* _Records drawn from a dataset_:
--- START ---
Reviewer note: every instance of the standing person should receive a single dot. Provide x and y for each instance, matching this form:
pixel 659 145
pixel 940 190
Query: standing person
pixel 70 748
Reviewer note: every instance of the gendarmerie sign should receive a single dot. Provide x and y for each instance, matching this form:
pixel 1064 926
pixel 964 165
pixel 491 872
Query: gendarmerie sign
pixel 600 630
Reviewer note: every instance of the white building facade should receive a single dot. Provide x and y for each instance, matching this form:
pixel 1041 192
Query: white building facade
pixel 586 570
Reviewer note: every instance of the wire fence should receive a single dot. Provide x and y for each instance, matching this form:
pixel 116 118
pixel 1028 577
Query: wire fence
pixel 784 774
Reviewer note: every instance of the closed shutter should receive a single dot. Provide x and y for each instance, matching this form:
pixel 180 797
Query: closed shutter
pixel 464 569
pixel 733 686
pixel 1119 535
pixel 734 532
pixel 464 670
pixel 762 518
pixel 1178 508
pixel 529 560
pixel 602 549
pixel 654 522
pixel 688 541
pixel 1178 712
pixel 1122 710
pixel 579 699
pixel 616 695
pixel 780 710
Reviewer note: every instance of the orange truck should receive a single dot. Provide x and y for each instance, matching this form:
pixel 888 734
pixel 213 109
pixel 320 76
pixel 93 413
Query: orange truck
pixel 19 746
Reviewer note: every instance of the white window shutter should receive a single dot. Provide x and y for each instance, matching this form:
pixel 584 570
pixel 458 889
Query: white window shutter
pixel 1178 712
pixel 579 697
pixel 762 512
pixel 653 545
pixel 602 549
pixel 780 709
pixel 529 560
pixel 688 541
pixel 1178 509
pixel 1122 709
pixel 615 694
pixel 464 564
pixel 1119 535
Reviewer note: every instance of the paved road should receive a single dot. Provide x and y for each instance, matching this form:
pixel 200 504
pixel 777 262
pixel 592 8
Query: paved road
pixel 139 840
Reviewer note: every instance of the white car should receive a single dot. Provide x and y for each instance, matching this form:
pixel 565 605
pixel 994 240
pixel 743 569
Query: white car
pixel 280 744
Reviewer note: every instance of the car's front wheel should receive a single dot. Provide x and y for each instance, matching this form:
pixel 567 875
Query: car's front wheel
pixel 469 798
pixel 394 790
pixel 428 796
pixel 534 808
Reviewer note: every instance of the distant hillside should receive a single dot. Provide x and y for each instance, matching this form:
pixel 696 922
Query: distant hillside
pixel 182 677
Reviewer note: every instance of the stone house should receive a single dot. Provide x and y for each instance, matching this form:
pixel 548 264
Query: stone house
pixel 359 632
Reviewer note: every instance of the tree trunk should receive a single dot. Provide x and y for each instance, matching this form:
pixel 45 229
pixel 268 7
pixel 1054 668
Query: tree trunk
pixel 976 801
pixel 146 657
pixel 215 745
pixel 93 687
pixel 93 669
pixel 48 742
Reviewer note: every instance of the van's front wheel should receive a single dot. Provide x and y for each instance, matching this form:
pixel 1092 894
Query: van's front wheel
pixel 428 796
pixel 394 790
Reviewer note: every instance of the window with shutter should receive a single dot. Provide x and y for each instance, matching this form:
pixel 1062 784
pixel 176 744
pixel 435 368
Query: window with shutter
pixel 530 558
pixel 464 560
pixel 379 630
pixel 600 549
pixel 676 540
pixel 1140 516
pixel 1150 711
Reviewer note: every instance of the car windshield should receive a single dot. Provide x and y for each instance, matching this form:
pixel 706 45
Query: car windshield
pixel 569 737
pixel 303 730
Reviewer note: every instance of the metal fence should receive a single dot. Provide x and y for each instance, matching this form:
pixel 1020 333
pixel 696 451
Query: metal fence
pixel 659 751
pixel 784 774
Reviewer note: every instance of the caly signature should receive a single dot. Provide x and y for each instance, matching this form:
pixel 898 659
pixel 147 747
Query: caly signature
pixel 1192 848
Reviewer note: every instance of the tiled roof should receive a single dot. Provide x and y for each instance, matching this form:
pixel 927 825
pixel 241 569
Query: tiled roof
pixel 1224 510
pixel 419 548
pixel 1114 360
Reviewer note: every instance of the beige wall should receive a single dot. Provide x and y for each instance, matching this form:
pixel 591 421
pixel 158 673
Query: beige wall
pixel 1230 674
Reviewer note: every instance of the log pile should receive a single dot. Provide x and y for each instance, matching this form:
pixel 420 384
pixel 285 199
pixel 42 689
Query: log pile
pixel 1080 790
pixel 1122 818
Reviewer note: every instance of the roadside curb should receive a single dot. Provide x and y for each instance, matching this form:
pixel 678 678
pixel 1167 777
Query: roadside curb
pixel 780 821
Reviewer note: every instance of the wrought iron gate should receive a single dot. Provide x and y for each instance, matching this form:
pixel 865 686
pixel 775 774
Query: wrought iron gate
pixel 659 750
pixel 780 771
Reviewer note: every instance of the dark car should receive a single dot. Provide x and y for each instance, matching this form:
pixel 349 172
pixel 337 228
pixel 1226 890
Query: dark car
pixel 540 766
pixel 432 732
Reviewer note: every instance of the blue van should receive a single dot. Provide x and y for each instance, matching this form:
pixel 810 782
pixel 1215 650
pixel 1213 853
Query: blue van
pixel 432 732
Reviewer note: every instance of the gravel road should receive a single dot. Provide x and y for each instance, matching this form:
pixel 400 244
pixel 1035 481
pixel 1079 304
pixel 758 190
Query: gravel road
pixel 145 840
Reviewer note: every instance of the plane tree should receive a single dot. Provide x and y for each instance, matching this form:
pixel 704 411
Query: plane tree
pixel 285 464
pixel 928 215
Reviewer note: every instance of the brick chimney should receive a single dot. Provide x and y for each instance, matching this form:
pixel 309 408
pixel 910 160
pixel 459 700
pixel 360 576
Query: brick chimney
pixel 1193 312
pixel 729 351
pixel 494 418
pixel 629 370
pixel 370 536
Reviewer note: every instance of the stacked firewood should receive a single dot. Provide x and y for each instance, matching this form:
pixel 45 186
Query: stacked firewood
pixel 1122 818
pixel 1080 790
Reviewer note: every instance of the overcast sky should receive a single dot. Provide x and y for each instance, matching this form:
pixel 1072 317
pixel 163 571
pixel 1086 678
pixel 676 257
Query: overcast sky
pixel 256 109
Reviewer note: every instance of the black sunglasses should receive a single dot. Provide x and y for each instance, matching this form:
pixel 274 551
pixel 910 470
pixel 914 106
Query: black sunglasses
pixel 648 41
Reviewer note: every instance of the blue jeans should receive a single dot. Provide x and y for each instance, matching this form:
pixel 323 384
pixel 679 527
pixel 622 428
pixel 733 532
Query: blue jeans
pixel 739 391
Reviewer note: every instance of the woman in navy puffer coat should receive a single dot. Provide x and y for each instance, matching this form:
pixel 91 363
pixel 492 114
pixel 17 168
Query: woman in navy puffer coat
--- END ---
* _Assigned task_:
Your task is to extract all of the records exactly.

* _Solution_:
Reviewer note: every instance of the standing person should receive a single dot. Provide x and y for each instance, matching this form:
pixel 659 145
pixel 940 190
Query: standing person
pixel 70 748
Reviewer note: every instance of the gendarmerie sign should receive a single dot. Provide x and y for each instance, matching this form:
pixel 1064 926
pixel 964 165
pixel 491 872
Query: gendarmerie sign
pixel 600 630
Reviewer note: every instance of the white building facade should receive a single dot. Provide x and y for each instance, matching this form:
pixel 1041 192
Query: white building facade
pixel 586 570
Reviewer note: every instance of the wire fence should receive a single dot. Provide x and y for each instance, matching this form:
pixel 116 118
pixel 1028 577
Query: wire fence
pixel 784 774
Reviewer note: every instance of the closed shutter should receive a single dot. Provide x and y for each instance, matching this form:
pixel 180 797
Query: closed shutter
pixel 464 569
pixel 733 686
pixel 1119 535
pixel 734 532
pixel 464 670
pixel 762 518
pixel 1178 508
pixel 529 560
pixel 602 549
pixel 654 522
pixel 688 541
pixel 1178 712
pixel 1122 710
pixel 579 699
pixel 616 695
pixel 780 710
Reviewer note: every instance of the orange truck should receive a single dot. Provide x and y for each instance, matching this form:
pixel 888 734
pixel 213 109
pixel 320 76
pixel 93 413
Query: orange truck
pixel 19 746
Reviewer note: every instance of the white window shutter should receive a single dot. Provide x and y for each instance, matching this form:
pixel 584 570
pixel 458 889
Query: white window shutter
pixel 1178 712
pixel 579 697
pixel 762 512
pixel 653 545
pixel 602 549
pixel 780 709
pixel 529 560
pixel 688 541
pixel 1178 509
pixel 1122 709
pixel 615 694
pixel 464 564
pixel 1119 535
Reviewer note: every instance of the paved road should receive a single dot. Provide x and y for each instance, matching this form:
pixel 200 504
pixel 777 262
pixel 592 8
Query: paved road
pixel 139 840
Reviewer note: every instance of the white car should receive a single dot. Provide x and y for each instance, matching this form:
pixel 565 605
pixel 994 240
pixel 743 569
Query: white car
pixel 280 744
Reviewer note: every instance of the car's front wheel should receive a single dot. Provide x and y for each instance, matching this form:
pixel 567 875
Query: car's front wheel
pixel 469 798
pixel 394 790
pixel 428 796
pixel 534 808
Reviewer note: every instance of the distant hillside should receive a single dot. Provide x and y for each instance, matching this form:
pixel 696 922
Query: distant hillside
pixel 182 677
Reviewer note: every instance of the stone house should receive a single dot. Provide x and y for each instance, matching this form:
pixel 548 264
Query: stone house
pixel 359 632
Reviewer note: every instance of the tree trunk should receive a single dot. Provide x and y for each instance, matching this form:
pixel 45 229
pixel 268 7
pixel 1054 668
Query: tree trunk
pixel 976 801
pixel 146 657
pixel 215 745
pixel 93 687
pixel 93 669
pixel 48 742
Reviewer note: every instance of the van's front wheel should receive a single dot. Provide x and y for each instance, matching this form:
pixel 1092 894
Query: van's front wheel
pixel 428 796
pixel 394 790
Reviewer note: every instance of the window with shutter should receive a single dot. Provide x and y for each instance, matching this form:
pixel 1062 784
pixel 176 744
pixel 435 368
Query: window with shutter
pixel 530 558
pixel 464 560
pixel 379 630
pixel 600 549
pixel 676 540
pixel 1140 516
pixel 1150 711
Reviewer note: every instance of the car windshield should receive a single dot. Provide x and y for each instance, matching this form:
pixel 706 45
Query: car windshield
pixel 569 737
pixel 303 730
Reviewer note: every instance of the metal fence should receive a single dot. Provide x and y for each instance, matching this form:
pixel 1020 333
pixel 696 451
Query: metal fence
pixel 659 751
pixel 784 774
Reviewer note: every instance of the caly signature should receive a single dot. Provide x and y for each instance, matching this form:
pixel 898 659
pixel 147 747
Query: caly signature
pixel 1192 848
Reviewer note: every instance of the tiled roof should receive a single dot. Provide x and y for each instance, matching this form:
pixel 927 825
pixel 241 569
Query: tiled roof
pixel 1224 510
pixel 419 548
pixel 1114 360
Reviewer note: every instance of the beige wall should receive a single dot. Provide x and y for each instance, matching this form:
pixel 591 421
pixel 158 673
Query: beige wall
pixel 1230 674
Reviewer note: every instance of the log pile should receive a single dot. Provide x and y for each instance, matching this form:
pixel 420 384
pixel 285 199
pixel 42 689
Query: log pile
pixel 1080 790
pixel 1122 818
Reviewer note: every instance of the roadside curb should receive a single dot. Provide x and y for each instance, matching this form:
pixel 678 678
pixel 1167 777
Query: roadside curb
pixel 780 821
Reviewer note: every instance of the wrought iron gate should receive a single dot. Provide x and y for each instance, matching this form:
pixel 865 686
pixel 775 774
Query: wrought iron gate
pixel 659 750
pixel 780 771
Reviewer note: every instance of the dark car should receive a single dot. Provide x and y for each instance, matching this form:
pixel 349 172
pixel 337 228
pixel 1226 890
Query: dark car
pixel 540 766
pixel 432 732
Reviewer note: every instance of the blue van should receive a single dot. Provide x and y for each instance, matching this form:
pixel 810 782
pixel 1215 650
pixel 1213 853
Query: blue van
pixel 432 732
Reviewer note: every instance of the gravel road should receive a single dot. Provide x and y for each instance, matching this form:
pixel 400 244
pixel 1035 481
pixel 1079 304
pixel 758 190
Query: gravel road
pixel 145 840
Reviewer note: every instance of the plane tree should receive a single dot. Provide x and y for each instance, matching this form:
pixel 704 411
Query: plane tree
pixel 285 464
pixel 928 215
Reviewer note: every instance of the brick chimney should receive a single dot. Provide x and y for each instance, matching this form:
pixel 309 408
pixel 910 160
pixel 459 700
pixel 360 576
Query: brick chimney
pixel 1193 312
pixel 729 351
pixel 494 418
pixel 629 370
pixel 370 536
Reviewer note: every instance of the stacked firewood should receive a single dot. Provide x and y for each instance, matching this form:
pixel 45 186
Query: stacked firewood
pixel 1122 818
pixel 1080 790
Reviewer note: every instance of the overcast sky should receive a single dot. Provide x and y for each instance, matching this form:
pixel 1072 317
pixel 163 571
pixel 1086 678
pixel 676 257
Query: overcast sky
pixel 256 109
Reviewer note: every instance of the black sunglasses should receive a single dot. Provide x and y for each instance, matching this form:
pixel 274 551
pixel 910 470
pixel 914 106
Query: black sunglasses
pixel 648 41
Reviewer note: every instance of the blue jeans should receive a single dot. Provide x and y for each instance, matching this form:
pixel 323 384
pixel 679 527
pixel 622 428
pixel 733 532
Query: blue jeans
pixel 739 391
Reviewer note: every instance of the woman in navy puffer coat should receive a single dot. Provide x and y for each instance, matching this form:
pixel 91 363
pixel 492 114
pixel 17 168
Query: woman in navy puffer coat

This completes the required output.